Consigne ▸ Traduisez en anglais cette phrase de l'extrait sur les appartements intelligents : « La collaboration avec les ressources communautaires, CLSC et les intervenants-chercheurs dans le milieu est ici essentielle. »

Extrait ▸
Appartements intelligents
Il s’agit en fait d’appartements équipés avec une technologie moderne permettant l’interaction avec le patient dans le but de corriger ses déficits de mémoire, de planification, de mauvaise gestion de ses symptômes. Le concept de maisons intelligentes (domotique) nécessite la conception d’une architecture informatique et est le fruit de nombreuses recherches impliquant à la fois la cybernétique et l’architecture. Ces appartements permettent également un recueil d’informations et une interaction avec l’équipe traitante grâce à un support technologique en développement. La collaboration avec les ressources communautaires, CLSC et les intervenants-chercheurs dans le milieu est ici essentielle. L’intervention de l’environnement peut être divisée en deux modes : une action de l’environnement en présence de risques (exemple : le feu ou l’inondation à cause d’un oubli), une assistance cognitive pour corriger les déficits de mémoire, de planification, etc. Ces deux sections nécessitent : d’abord une architecture répartie afin de faire correspondre entre eux les différents composants de l’habitat intelligent, et aussi une modélisation cognitive afin de connaître les plans et d’apporter une aide appropriée.

Données d'ancrage d'expressions référentielles ▸
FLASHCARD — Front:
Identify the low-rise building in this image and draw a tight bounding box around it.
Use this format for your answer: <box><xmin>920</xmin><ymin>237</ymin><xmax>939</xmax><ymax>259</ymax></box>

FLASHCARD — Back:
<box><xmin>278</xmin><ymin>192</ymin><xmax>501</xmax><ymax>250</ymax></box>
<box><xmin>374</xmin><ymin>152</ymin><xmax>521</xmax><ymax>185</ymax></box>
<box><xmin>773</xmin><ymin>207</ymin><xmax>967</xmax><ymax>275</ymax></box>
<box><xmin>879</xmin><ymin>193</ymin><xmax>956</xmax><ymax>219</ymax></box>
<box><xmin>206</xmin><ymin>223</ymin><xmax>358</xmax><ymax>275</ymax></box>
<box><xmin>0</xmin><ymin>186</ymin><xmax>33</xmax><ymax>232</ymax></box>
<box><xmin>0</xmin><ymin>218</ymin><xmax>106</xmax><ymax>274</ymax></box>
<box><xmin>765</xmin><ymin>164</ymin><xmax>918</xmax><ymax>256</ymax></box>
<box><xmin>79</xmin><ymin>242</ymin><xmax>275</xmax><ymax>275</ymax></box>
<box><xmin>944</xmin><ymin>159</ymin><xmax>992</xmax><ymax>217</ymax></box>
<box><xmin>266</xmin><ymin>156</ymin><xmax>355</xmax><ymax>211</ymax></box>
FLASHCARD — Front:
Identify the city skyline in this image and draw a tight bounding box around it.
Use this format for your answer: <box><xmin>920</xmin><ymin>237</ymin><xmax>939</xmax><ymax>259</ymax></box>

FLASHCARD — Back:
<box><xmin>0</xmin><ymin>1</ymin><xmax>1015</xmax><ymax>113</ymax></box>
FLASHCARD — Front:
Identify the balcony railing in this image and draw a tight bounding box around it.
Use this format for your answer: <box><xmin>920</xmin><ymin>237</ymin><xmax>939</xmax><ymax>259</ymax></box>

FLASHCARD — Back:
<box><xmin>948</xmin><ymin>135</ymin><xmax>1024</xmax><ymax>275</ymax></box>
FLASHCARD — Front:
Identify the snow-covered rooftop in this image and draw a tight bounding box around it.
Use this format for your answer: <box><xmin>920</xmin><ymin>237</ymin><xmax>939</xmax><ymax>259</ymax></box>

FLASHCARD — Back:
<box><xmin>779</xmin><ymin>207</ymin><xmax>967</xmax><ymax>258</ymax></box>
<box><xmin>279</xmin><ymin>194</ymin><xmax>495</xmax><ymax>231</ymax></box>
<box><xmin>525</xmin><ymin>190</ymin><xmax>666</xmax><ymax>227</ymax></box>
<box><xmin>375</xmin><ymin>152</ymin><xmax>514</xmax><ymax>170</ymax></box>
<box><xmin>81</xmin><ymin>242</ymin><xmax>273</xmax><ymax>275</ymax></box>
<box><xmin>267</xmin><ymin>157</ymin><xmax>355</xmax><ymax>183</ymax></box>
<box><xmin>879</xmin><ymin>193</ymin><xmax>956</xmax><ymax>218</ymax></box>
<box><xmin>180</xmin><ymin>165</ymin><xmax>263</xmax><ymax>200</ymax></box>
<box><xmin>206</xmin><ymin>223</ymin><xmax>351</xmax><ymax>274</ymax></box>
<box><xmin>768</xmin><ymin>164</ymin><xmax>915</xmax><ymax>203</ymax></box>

Corrigé ▸ Collaboration with community resources, CLSCs, and practitioner-researchers in the field is essential here.